About this exercise | Produce the same data once more, line for line.

Excerpted data |
* * * * *
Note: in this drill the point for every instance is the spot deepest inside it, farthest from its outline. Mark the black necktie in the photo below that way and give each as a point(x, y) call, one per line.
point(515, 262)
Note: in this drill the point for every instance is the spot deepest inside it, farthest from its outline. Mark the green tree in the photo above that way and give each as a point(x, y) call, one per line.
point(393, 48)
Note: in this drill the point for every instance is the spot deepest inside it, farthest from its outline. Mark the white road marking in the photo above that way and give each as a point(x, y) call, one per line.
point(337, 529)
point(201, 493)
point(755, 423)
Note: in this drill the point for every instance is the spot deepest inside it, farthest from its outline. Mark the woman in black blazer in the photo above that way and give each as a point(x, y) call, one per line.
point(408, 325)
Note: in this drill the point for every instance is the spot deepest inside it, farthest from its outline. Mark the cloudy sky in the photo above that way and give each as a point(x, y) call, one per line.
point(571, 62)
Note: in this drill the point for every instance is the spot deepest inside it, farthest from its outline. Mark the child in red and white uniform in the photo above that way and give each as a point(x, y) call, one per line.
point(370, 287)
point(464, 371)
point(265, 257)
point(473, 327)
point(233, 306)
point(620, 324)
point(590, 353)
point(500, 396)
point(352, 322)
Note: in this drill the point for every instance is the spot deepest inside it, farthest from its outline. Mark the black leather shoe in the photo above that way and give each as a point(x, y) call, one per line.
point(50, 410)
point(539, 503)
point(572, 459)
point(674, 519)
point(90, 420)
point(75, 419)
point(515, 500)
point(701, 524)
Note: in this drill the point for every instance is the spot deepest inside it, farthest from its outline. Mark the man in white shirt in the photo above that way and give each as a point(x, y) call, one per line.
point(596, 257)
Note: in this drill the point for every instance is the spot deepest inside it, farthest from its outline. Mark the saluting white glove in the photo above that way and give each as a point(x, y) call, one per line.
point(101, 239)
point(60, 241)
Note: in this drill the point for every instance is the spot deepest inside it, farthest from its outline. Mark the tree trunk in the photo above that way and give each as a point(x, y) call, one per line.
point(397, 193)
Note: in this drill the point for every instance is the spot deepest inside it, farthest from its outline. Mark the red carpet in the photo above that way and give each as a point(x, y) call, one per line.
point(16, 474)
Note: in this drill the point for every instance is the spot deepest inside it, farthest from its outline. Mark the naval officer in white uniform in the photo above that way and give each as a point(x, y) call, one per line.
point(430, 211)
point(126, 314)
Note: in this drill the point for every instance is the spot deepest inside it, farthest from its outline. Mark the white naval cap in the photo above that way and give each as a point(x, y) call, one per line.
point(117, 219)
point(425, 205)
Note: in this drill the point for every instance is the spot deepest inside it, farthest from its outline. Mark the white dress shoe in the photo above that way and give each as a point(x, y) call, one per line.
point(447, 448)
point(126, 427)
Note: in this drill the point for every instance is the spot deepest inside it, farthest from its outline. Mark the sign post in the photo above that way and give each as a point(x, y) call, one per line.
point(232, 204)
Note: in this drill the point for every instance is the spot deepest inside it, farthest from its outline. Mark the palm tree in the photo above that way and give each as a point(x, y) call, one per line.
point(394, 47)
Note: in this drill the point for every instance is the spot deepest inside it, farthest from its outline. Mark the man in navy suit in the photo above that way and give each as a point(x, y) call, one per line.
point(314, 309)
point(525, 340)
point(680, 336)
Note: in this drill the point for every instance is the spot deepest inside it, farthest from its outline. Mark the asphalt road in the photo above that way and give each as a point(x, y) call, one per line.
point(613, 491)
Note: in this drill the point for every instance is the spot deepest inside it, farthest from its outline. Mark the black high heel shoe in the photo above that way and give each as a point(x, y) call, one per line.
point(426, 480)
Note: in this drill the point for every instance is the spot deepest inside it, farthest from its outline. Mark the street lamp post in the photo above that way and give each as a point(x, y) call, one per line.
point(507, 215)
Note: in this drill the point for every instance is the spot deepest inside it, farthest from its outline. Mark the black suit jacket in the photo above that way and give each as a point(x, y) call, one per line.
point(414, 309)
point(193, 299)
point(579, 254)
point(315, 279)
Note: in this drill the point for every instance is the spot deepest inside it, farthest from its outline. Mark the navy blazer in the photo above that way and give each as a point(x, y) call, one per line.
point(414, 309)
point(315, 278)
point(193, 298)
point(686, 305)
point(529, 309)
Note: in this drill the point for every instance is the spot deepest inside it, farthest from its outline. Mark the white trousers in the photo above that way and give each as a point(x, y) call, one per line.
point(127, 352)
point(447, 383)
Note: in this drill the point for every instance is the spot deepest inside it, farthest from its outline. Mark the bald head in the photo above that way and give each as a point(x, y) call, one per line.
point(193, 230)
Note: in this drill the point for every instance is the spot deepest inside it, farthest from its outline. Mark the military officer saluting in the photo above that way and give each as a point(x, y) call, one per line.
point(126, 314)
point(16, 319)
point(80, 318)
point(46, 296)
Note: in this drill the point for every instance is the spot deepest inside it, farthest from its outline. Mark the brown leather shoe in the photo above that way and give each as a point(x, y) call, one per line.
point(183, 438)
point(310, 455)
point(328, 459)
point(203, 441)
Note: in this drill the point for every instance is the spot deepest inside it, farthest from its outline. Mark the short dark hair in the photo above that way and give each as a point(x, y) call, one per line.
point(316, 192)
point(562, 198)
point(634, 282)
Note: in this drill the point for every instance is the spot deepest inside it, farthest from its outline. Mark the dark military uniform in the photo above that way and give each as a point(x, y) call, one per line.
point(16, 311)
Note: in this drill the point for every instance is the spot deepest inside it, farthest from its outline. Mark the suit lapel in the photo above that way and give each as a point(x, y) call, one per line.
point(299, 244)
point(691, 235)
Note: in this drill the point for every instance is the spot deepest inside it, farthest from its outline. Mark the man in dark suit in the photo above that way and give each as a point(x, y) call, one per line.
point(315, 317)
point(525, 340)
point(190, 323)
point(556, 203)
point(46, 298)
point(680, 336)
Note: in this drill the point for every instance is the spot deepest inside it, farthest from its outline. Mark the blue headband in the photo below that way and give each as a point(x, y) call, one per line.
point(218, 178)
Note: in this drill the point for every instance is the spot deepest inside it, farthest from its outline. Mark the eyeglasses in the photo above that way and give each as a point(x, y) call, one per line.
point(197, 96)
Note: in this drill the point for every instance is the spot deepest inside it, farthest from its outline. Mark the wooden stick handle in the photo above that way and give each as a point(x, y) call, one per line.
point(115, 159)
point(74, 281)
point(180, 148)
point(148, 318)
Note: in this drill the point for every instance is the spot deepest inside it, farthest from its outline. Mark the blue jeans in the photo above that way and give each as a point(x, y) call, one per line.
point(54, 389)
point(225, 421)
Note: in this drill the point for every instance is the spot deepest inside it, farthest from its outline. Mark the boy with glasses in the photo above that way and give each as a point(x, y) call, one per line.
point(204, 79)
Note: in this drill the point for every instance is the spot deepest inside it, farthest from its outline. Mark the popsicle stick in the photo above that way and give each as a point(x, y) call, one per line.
* * * * *
Answer space |
Note: in this drill the point for every instance is the spot deepest inside it, farthest from its outline. Mark the black necktie in the photo below that way and give each as a point(x, y) call, one per line.
point(515, 262)
Note: in this drill the point for every instance is the spot deepest inside it, farthest from its outline. Mark the green tree in the photo above that way and give each as a point(x, y) call, one per line.
point(393, 48)
Note: in this drill the point for every instance is the spot deepest inside it, farthest from its outline. Mark the white road marking in the photo above that way and give each as a point(x, y) call, one per line.
point(337, 529)
point(201, 493)
point(755, 423)
Note: in this drill the point for every instance is the spot deepest inside it, farthest from its outline. Mark the woman in black blazer in the photo above that way and give each as a point(x, y) call, one per line.
point(408, 325)
Note: in this drill the point for every instance is the spot deepest inside it, farthest from its outline. Mark the cloudy sky in the photo above that way and give each as a point(x, y) call, one per line.
point(571, 62)
Note: in this drill the point for every instance is the spot deepest inside it, farthest from its outline. Mark the child in red and white uniform in the photo above that way and give each as a point(x, y) call, one per line.
point(370, 287)
point(464, 371)
point(265, 257)
point(473, 327)
point(233, 306)
point(620, 324)
point(590, 353)
point(500, 396)
point(352, 322)
Note: in this drill the point for every instance is the spot deepest inside it, farthest from its outline. Mark the black leather shoe in the photo above that way and give each as a point(x, y) call, one per line.
point(50, 410)
point(539, 503)
point(572, 459)
point(674, 519)
point(90, 420)
point(75, 419)
point(515, 500)
point(701, 524)
Note: in this drill the point for every instance is the spot deepest inside it, farthest from its outline. Mark the man in white shirt in the photo above that way and give each as a point(x, y) call, one per line.
point(596, 257)
Note: in this drill the point for every instance is the spot deepest inside it, farthest from its outline. Mark the saluting white glove in the photo above that way and give each as a point(x, y) call, one per line.
point(101, 239)
point(60, 241)
Note: in this drill the point for every instance is the spot deepest inside it, farthest from its outline. Mark the tree trunk in the photo above that way and give each as a point(x, y) call, one per line.
point(397, 193)
Note: in this drill the point for every instance is the spot deepest inside it, farthest from its outline. Mark the red carpet in the photo above that way and give each as a point(x, y) call, one per line.
point(16, 474)
Note: in this drill the point for every instance is the spot deepest inside it, farthest from its outline. Mark the naval officer in white uniform in the photo above that way and give each as a point(x, y) call, one per line.
point(430, 211)
point(126, 314)
Note: in this drill the point for every instance is the spot deepest inside it, farthest from its outline. Mark the white naval cap in the photo above that way and give each as a point(x, y) call, one per line.
point(117, 219)
point(425, 205)
Note: in this drill the point for every instance is the spot deepest inside it, farthest from its outline. Mark the white dress shoe in the photo above that way and give each as a point(x, y) call, one per line.
point(447, 448)
point(126, 427)
Note: in this drill the point for every instance is the spot deepest inside it, farthest from its outline. Mark the sign post in the photo above that way and give each as a point(x, y) call, one per line.
point(232, 204)
Note: in this drill the point for every instance is the spot deepest inside it, farthest from its outline. Mark the palm tree in the photo above that way and give each as a point(x, y) call, one per line.
point(394, 47)
Note: in this drill the point for every instance is the spot deepest inside it, farthest from its outline. Mark the man in navy suit in the photo above that way and give each as a point(x, y) call, one per line.
point(314, 309)
point(525, 340)
point(680, 336)
Note: in this drill the point for every instance is the spot deepest inside it, farthest from its outline. Mark the asphalt road in the photo above that way and give each as a point(x, y) call, one per line.
point(613, 491)
Note: in this drill the point for every instance is the spot deepest inside it, farthest from its outline. Mark the black high heel shoe in the photo above that way and give each as a point(x, y) call, one per line.
point(426, 480)
Note: in this drill the point for every instance is the spot deepest inside it, farthest from its outline. Mark the street lamp post in the photo above that way and give each as a point(x, y) call, one per line.
point(507, 215)
Note: in this drill the point for every instance is the spot deepest inside it, farthest from its outline. Mark the black suit jacket in the photo above that way and give each as a point(x, y) call, one per line.
point(414, 309)
point(193, 299)
point(579, 254)
point(315, 279)
Note: in this drill the point for every instance is the spot deepest inside it, farthest from its outline. Mark the navy blazer in the photo above that way and give each as a point(x, y) call, one per line.
point(414, 309)
point(315, 278)
point(193, 298)
point(686, 305)
point(529, 309)
Note: in this drill the point for every instance is the spot deepest inside it, farthest from its outline. Mark the white trousers in the photo above that way and give each as a point(x, y) call, one per line.
point(127, 352)
point(447, 383)
Note: in this drill the point for every instance is the spot deepest inside it, farthest from its outline. Mark the bald head in the photo above that way and give each as a point(x, y) call, one per line.
point(193, 230)
Note: in this drill the point for every instance is the spot deepest inside it, farthest from its outline. Mark the military officer saluting in the photo above that way and give each as a point(x, y) call, one per line.
point(126, 314)
point(16, 319)
point(80, 318)
point(46, 296)
Note: in this drill the point for every instance is the spot deepest inside it, farthest from its outline. Mark the brown leather shoe in the photo above that way and give each as a point(x, y) call, one per line.
point(183, 438)
point(310, 455)
point(328, 459)
point(203, 441)
Note: in this drill the point for every instance is the spot deepest inside it, farthest from its outline. Mark the short dark hair in the photo above that way and give each as a point(x, y) call, one per line.
point(316, 192)
point(562, 198)
point(634, 282)
Note: in this drill the point for every instance is the spot deepest inside it, farthest from its outline. Mark the dark military uniform in the photo above that way and give each as a point(x, y) call, one per line.
point(16, 311)
Note: in this drill the point for every instance is the spot deepest inside it, farthest from its outline. Mark the suit lapel in the photo above that way and give each as a point(x, y) call, one per line.
point(299, 244)
point(691, 235)
Note: in this drill the point for every instance is the spot deepest inside it, farthest from its outline. Mark the man in dark suit in the photo above that way and give each as a point(x, y) call, one per line.
point(315, 317)
point(525, 340)
point(190, 323)
point(556, 203)
point(46, 298)
point(680, 336)
Note: in this drill the point for every instance is the spot deepest inside it, farthest from its outline. Mark the blue headband in the photo below that way and give each as a point(x, y) call, one per line.
point(218, 178)
Note: in this drill the point for every instance is the spot deepest inside it, farthest from its outline. Mark the eyeglasses in the photo above that way and give each as a point(x, y) call, one per line.
point(197, 96)
Note: in this drill the point for every instance is the spot deepest inside it, farthest from its outline. Mark the wooden stick handle in the photo above that way and give each as a point(x, y) call, one per line.
point(115, 159)
point(74, 281)
point(180, 148)
point(148, 318)
Note: in this drill the point for every instance is the spot deepest inside it, farthest from its outline. Mark the blue jeans in the photo above that way and give each as a point(x, y) call, one per line.
point(54, 389)
point(225, 421)
Note: in this drill the point for every instance is the spot deepest inside it, farthest from its outline. Mark the boy with glasses in the photo above that way and give each as a point(x, y) call, one per line.
point(204, 79)
Note: in this drill the point for every instance is the spot deepest inside it, farthest from its outline. Mark the popsicle stick in the photo above that way and give each as a point(x, y) call, one per line.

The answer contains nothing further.